### Problem A
In the article on European firms in China, why are 52% of companies planning to expand into the regions further inland? Answer in one to three sentences.
### Problem B
From the article on European firms in China, extract the passage that begins at the words "China may be" and stops after "to foreign firms.", copied with no changes.

### Document
>>>>>

European firms facing cost rises

Brussels, 31/05/2012 (Agence Europe) - More than one in five European firms operating in China is considering moving to other destinations because of the increase in labour costs, stronger competition from Chinese companies and a legal framework they feel is discriminatory.

China may be an increasingly import strategic market for EU companies but 22% of European firms active in the country are thinking of shifting investment to other markets, according to a survey by the EU Chamber of Commerce in China published at the start of the week. While 78% of the 557 companies which responded to the survey said they were optimistic about the growth prospects of their operations in China over the next two years, only 36% of them are expecting a rise in profitability. To grow in China, 52% of companies are planning to expand into the regions further inland, where wages are lower and incentives are offered to foreign firms.

<<<<<

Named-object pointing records

>>>>>

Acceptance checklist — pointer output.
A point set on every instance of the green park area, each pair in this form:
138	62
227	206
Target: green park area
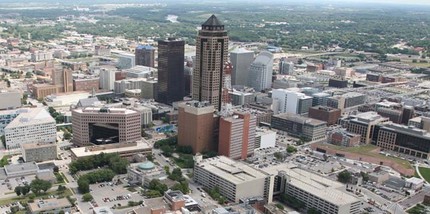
370	151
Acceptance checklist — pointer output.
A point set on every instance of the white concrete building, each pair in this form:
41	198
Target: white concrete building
261	71
315	191
241	60
31	126
235	180
264	138
126	61
291	101
107	79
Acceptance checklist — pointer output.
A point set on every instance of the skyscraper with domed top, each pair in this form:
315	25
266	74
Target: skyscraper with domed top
211	56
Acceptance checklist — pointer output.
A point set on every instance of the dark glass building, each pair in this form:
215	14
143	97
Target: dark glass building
171	79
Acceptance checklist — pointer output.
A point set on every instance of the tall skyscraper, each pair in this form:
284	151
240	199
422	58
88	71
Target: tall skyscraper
261	71
211	56
171	79
144	55
107	79
241	59
196	125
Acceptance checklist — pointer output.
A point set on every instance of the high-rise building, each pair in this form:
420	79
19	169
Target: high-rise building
34	125
63	80
241	59
126	61
291	101
237	135
299	126
105	126
363	124
196	125
171	79
107	79
144	55
211	56
261	71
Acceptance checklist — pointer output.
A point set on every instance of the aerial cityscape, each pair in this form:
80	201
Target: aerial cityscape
214	107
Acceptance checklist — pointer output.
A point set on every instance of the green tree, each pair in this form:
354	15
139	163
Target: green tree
67	135
344	176
87	197
17	190
38	185
83	185
3	140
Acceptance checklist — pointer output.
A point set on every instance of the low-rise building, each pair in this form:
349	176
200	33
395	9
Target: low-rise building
53	205
341	137
123	149
39	152
264	138
324	113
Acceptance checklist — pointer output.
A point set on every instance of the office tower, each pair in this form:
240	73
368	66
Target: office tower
286	67
291	101
237	136
105	126
320	99
402	139
196	126
363	124
211	56
126	61
144	55
34	125
261	71
107	79
63	80
171	79
299	126
338	83
241	59
235	180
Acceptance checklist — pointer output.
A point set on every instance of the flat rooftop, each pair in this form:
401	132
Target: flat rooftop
233	171
13	168
300	119
49	204
31	116
314	184
86	151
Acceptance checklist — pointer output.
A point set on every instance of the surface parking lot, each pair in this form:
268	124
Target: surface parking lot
111	195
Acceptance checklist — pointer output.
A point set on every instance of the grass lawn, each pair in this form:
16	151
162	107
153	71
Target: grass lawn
66	193
367	150
425	172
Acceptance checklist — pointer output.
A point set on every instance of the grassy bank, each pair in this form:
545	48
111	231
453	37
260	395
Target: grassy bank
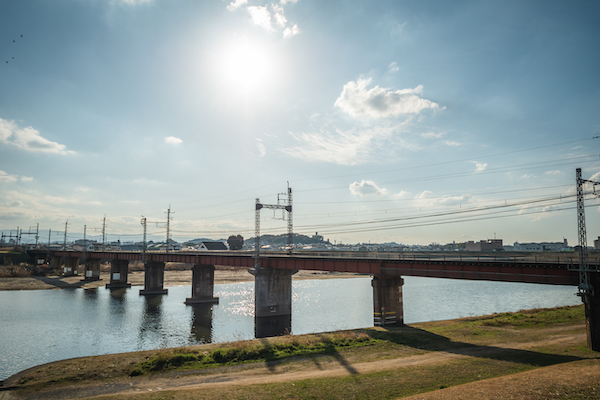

<<<<<

### Finished answer A
They plan to move inland because wages there are lower and incentives are offered to foreign firms.

### Finished answer B
China may be an increasingly import strategic market for EU companies but 22% of European firms active in the country are thinking of shifting investment to other markets, according to a survey by the EU Chamber of Commerce in China published at the start of the week. While 78% of the 557 companies which responded to the survey said they were optimistic about the growth prospects of their operations in China over the next two years, only 36% of them are expecting a rise in profitability. To grow in China, 52% of companies are planning to expand into the regions further inland, where wages are lower and incentives are offered to foreign firms.